PROBLEM REQUIREMENTS
For the material that follows, return exactly the lines from the one with "Target: yellow shirt" through the one with "Target: man in red shirt", both ends included.

(SOURCE DATA Opens)

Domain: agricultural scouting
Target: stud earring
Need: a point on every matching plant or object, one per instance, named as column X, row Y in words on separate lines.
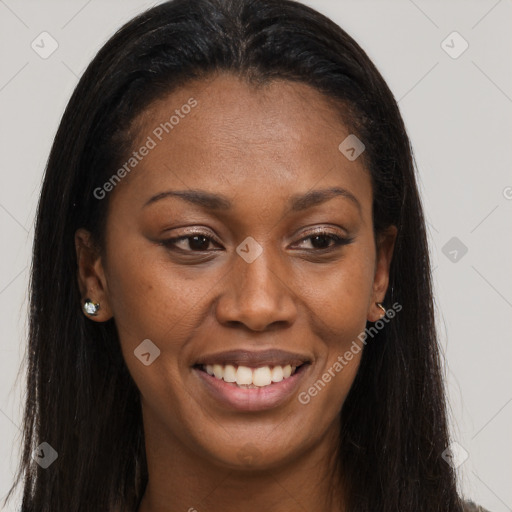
column 91, row 308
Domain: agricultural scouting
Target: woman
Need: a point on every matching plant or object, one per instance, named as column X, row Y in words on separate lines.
column 231, row 302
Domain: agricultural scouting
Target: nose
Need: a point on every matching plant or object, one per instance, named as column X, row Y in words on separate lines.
column 257, row 295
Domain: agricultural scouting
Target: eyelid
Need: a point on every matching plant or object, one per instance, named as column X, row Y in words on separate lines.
column 338, row 238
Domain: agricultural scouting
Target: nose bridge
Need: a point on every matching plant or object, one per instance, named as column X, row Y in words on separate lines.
column 257, row 295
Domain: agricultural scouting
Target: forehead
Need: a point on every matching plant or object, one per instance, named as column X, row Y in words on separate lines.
column 226, row 135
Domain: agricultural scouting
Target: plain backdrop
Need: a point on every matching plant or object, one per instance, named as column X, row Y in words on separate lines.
column 457, row 106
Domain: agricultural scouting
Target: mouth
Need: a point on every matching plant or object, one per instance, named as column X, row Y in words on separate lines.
column 251, row 389
column 251, row 378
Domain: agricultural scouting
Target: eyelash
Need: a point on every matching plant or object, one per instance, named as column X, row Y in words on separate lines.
column 338, row 240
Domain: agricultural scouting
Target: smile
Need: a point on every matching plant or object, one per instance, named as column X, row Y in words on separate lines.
column 248, row 378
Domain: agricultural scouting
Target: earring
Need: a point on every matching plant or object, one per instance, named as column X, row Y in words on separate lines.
column 91, row 308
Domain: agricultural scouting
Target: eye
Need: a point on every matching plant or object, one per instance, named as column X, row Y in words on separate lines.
column 322, row 240
column 197, row 242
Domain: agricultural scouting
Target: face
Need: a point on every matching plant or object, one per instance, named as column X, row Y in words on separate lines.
column 263, row 256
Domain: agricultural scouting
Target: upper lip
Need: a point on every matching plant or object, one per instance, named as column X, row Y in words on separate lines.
column 270, row 357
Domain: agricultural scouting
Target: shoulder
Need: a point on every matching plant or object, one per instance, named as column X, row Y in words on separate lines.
column 469, row 506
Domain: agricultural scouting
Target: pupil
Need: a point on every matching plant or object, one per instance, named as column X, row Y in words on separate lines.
column 321, row 237
column 199, row 246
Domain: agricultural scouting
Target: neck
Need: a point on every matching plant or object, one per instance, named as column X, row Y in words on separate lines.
column 181, row 480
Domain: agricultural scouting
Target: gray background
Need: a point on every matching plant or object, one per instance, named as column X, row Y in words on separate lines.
column 458, row 112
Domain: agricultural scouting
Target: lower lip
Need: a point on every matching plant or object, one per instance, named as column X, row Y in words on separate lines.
column 252, row 399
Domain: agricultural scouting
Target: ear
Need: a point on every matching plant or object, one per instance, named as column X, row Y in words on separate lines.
column 385, row 246
column 91, row 276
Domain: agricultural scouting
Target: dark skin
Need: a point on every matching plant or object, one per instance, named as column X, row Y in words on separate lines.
column 257, row 147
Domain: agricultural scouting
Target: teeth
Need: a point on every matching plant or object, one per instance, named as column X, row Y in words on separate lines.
column 244, row 376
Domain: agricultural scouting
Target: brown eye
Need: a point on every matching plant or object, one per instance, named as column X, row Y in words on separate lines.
column 325, row 240
column 196, row 243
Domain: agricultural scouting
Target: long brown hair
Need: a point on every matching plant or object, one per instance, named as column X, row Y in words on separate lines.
column 81, row 398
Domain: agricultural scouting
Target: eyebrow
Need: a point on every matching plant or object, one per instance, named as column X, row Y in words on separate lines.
column 298, row 202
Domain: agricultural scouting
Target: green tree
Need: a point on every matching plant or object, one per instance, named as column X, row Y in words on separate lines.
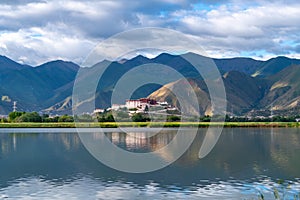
column 65, row 118
column 13, row 115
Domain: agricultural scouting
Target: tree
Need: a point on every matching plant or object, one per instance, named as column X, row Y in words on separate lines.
column 138, row 117
column 13, row 115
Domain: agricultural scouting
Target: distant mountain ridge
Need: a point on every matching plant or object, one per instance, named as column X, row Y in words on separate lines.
column 250, row 84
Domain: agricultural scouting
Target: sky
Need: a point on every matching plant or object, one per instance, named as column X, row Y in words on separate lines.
column 36, row 31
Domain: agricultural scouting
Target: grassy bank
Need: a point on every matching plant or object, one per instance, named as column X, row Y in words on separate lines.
column 148, row 124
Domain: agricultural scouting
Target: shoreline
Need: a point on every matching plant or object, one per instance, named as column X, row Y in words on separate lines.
column 153, row 125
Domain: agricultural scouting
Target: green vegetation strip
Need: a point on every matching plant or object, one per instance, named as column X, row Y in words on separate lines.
column 147, row 124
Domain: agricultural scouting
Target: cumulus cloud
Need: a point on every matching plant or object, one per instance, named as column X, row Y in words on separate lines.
column 35, row 31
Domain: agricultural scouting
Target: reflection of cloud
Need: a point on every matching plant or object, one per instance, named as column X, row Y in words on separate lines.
column 285, row 150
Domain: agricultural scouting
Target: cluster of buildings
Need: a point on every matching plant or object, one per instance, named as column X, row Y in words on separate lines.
column 142, row 105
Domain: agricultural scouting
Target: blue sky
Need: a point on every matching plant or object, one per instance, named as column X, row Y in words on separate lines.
column 36, row 31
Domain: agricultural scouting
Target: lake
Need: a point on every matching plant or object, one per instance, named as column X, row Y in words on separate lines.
column 246, row 163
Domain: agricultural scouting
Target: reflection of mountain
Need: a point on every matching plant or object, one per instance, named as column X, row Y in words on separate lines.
column 241, row 153
column 285, row 151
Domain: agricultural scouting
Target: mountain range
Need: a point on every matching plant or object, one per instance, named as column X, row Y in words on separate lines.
column 252, row 86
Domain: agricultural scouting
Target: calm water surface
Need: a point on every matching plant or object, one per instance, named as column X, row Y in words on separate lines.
column 245, row 163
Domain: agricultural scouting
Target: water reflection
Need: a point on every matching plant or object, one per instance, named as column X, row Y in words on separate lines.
column 244, row 163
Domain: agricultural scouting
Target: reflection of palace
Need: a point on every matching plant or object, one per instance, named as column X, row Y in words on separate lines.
column 148, row 142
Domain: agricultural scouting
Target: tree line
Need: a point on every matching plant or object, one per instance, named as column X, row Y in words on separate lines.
column 109, row 116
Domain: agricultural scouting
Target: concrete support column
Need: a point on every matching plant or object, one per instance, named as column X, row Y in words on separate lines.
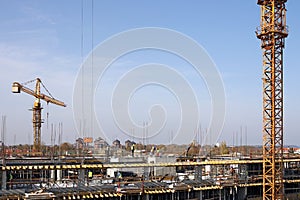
column 81, row 177
column 59, row 175
column 52, row 175
column 4, row 180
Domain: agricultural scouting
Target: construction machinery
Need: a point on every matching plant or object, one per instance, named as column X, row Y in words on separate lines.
column 37, row 108
column 272, row 33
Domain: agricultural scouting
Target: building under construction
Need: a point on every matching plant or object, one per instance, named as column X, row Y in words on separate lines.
column 142, row 178
column 274, row 175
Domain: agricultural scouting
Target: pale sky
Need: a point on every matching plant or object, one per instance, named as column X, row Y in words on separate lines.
column 44, row 39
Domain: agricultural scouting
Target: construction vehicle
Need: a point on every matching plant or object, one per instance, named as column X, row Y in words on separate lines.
column 37, row 108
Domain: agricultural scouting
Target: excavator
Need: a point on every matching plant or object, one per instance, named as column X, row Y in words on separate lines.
column 37, row 108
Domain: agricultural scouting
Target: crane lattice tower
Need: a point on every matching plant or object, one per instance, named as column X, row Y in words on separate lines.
column 272, row 33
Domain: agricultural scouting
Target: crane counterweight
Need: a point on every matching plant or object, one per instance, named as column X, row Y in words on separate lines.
column 37, row 108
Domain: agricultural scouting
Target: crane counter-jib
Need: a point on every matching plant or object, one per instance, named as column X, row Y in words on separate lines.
column 17, row 88
column 37, row 109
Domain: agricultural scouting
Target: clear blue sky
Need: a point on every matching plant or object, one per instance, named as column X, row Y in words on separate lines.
column 43, row 39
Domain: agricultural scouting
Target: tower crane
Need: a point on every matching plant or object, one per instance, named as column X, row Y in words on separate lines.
column 272, row 33
column 37, row 108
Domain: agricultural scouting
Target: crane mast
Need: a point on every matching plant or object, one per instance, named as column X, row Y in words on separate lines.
column 272, row 33
column 36, row 109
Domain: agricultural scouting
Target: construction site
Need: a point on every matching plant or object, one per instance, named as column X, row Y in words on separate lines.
column 132, row 174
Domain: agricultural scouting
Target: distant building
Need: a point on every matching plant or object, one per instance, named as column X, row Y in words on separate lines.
column 117, row 143
column 100, row 143
column 128, row 144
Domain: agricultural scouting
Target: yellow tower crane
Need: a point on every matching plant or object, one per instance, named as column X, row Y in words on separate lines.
column 272, row 33
column 37, row 108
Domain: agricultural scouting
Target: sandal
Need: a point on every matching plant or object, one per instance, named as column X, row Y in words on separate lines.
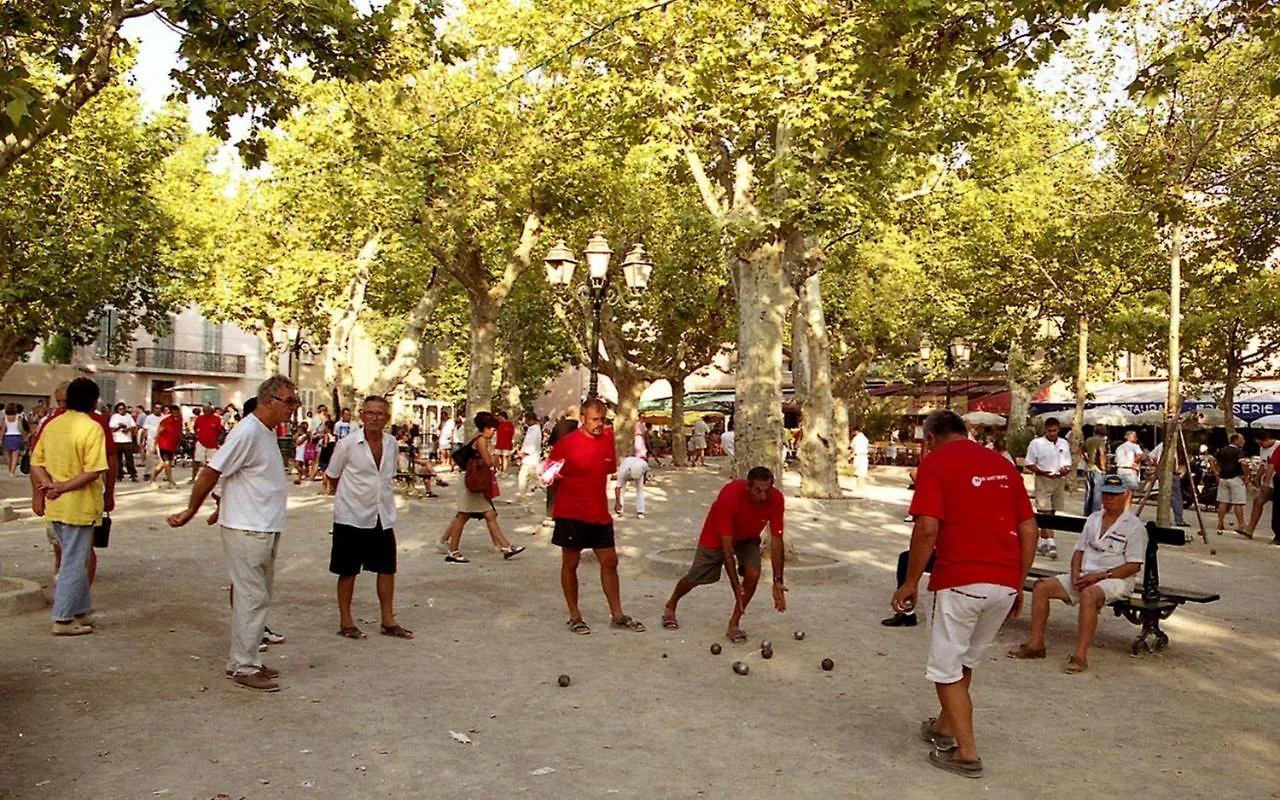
column 627, row 622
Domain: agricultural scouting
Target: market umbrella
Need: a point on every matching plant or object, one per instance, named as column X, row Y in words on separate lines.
column 983, row 417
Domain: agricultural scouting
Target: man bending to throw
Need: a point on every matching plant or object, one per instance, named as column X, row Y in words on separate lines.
column 252, row 517
column 581, row 513
column 972, row 512
column 731, row 538
column 362, row 474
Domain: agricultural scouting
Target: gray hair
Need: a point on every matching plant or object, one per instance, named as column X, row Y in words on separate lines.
column 272, row 385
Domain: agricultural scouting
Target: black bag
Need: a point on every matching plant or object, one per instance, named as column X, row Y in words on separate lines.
column 103, row 533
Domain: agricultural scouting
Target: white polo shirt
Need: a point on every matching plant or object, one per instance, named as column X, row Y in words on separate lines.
column 366, row 490
column 255, row 490
column 1048, row 456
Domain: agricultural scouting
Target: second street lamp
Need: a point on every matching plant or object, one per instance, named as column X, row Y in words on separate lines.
column 561, row 264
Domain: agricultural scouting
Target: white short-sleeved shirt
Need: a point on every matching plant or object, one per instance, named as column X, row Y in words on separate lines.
column 1127, row 455
column 366, row 490
column 533, row 444
column 254, row 485
column 1048, row 456
column 122, row 437
column 1125, row 542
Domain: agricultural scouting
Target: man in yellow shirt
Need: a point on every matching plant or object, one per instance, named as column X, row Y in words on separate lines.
column 68, row 465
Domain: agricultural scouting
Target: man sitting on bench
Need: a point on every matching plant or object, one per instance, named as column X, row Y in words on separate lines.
column 1107, row 556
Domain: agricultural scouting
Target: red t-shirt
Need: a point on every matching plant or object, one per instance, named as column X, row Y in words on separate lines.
column 735, row 515
column 97, row 417
column 208, row 426
column 583, row 484
column 169, row 434
column 979, row 499
column 506, row 435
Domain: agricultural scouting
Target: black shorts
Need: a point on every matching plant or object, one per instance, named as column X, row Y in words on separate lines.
column 577, row 535
column 371, row 548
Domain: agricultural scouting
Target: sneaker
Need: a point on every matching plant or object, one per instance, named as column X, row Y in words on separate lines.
column 257, row 681
column 71, row 629
column 270, row 673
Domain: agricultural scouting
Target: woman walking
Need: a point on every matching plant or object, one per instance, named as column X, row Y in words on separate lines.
column 14, row 437
column 478, row 504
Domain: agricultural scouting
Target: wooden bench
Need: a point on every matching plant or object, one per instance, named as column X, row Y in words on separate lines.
column 1156, row 602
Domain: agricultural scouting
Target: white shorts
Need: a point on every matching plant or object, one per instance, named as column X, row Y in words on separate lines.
column 964, row 625
column 1230, row 490
column 1112, row 588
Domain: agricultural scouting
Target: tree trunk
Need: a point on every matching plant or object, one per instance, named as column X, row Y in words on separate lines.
column 818, row 457
column 484, row 336
column 763, row 300
column 630, row 385
column 679, row 452
column 1174, row 403
column 1082, row 385
column 1019, row 392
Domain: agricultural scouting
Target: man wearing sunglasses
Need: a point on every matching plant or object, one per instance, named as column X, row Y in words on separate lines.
column 255, row 492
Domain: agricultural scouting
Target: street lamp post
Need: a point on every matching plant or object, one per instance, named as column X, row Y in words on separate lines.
column 561, row 264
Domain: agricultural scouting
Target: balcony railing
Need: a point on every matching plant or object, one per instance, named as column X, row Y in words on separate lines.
column 190, row 361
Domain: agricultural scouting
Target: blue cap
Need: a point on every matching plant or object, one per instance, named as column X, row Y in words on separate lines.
column 1112, row 484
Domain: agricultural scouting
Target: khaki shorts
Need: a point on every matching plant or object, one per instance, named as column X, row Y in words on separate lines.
column 1112, row 588
column 1048, row 494
column 709, row 561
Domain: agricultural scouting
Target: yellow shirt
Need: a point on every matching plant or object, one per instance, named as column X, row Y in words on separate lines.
column 72, row 444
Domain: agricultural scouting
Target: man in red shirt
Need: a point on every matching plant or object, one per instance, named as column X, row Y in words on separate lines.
column 731, row 539
column 973, row 515
column 168, row 439
column 209, row 428
column 581, row 512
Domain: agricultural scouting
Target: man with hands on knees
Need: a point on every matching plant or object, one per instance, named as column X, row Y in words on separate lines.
column 1104, row 567
column 972, row 513
column 731, row 539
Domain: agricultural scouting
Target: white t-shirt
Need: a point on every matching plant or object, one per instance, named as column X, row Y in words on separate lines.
column 366, row 490
column 122, row 437
column 533, row 444
column 1048, row 456
column 1125, row 542
column 1127, row 455
column 862, row 446
column 254, row 485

(SOURCE DATA Closes)

WRITTEN ANSWER
Target: yellow shirt
Need: a point on every matching plant or object, one per instance, named as column X, row Y in words on separate lines.
column 72, row 444
Domain: agricultural scouting
Target: man in red shirt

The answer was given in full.